DIRECTIVE. Copy the records below word for word, with every line unchanged.

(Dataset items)
begin

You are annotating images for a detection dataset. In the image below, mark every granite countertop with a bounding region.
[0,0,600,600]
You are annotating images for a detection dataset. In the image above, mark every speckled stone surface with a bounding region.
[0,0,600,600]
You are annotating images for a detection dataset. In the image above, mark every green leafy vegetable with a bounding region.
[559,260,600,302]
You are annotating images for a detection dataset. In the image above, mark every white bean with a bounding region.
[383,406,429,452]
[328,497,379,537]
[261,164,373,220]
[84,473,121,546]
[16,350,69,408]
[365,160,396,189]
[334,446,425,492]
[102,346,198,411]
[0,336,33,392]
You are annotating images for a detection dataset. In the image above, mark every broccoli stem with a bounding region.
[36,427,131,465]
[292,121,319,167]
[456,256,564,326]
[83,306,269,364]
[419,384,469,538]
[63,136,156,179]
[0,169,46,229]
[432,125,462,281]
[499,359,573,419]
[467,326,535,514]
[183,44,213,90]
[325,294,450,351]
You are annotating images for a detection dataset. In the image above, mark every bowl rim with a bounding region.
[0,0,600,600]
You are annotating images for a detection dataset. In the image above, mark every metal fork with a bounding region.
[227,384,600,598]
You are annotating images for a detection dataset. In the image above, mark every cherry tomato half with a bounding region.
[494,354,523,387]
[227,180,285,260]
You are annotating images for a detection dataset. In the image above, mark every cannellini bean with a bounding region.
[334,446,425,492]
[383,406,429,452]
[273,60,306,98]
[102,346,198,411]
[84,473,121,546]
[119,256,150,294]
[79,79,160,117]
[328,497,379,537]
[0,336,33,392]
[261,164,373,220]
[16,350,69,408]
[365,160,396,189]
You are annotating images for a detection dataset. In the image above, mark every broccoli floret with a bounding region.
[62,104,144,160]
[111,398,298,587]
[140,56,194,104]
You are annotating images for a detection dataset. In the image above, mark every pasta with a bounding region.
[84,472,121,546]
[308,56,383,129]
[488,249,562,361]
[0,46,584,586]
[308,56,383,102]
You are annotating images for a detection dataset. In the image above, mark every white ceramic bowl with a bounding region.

end

COMPLETED TASK.
You are annotating images for a detection dataset. In the image below, mark every granite countertop with a bounding region.
[0,0,600,600]
You are annotating images for a detection dataset. In the image above, mark every speckled stone surface with a bounding region.
[0,0,600,600]
You are annotating images for a detection dataset. In the image above, mark every green leafy vegetable with a bounding region.
[559,260,600,302]
You are annotating images for a detection dataset. In the image above, mark every white bean with a bounding region.
[383,406,429,452]
[328,497,379,537]
[261,164,373,220]
[84,473,121,546]
[16,350,69,408]
[365,160,396,189]
[334,446,425,492]
[102,346,198,411]
[0,336,33,392]
You are annotating images for a detection dataset. In the image above, mark every broccoli stem with a bounding region.
[36,427,131,465]
[292,121,319,167]
[456,256,564,326]
[83,306,269,364]
[419,384,469,538]
[63,136,156,179]
[0,169,46,229]
[432,125,462,281]
[499,359,573,419]
[467,326,535,514]
[183,44,213,90]
[325,294,450,351]
You are annotating images for a detection dataset. In the image above, mark every bowl rim with a bounding region.
[0,0,600,600]
You are annotating images for a detection dataset. In the image above, mark every metal fork with a bounding region.
[227,384,600,598]
You are annotating images for a detection dataset. In the image above, mark every cherry tomato half with a bounding region.
[494,354,523,387]
[227,180,285,260]
You are annotating images for a detection dataset. In the image above, mark every cannellini bean with a bounding region.
[334,446,425,492]
[383,406,429,452]
[273,60,306,98]
[102,346,198,411]
[84,473,121,546]
[119,256,150,294]
[79,79,160,117]
[328,497,379,537]
[0,336,33,392]
[261,164,373,220]
[16,350,69,408]
[365,160,396,189]
You are annotating images for a detection dataset. In the image above, mark every broccoli floret with a bounding region.
[62,104,144,160]
[111,398,298,587]
[140,56,194,104]
You are annotating images for a detection dataset. In the image above, mark every pasta with a bounding region.
[84,472,121,546]
[308,56,383,129]
[488,249,562,361]
[0,46,584,586]
[308,56,383,102]
You are annotating images for a detection dataset. In the image above, mark every white ceramic bowl with a bounding region.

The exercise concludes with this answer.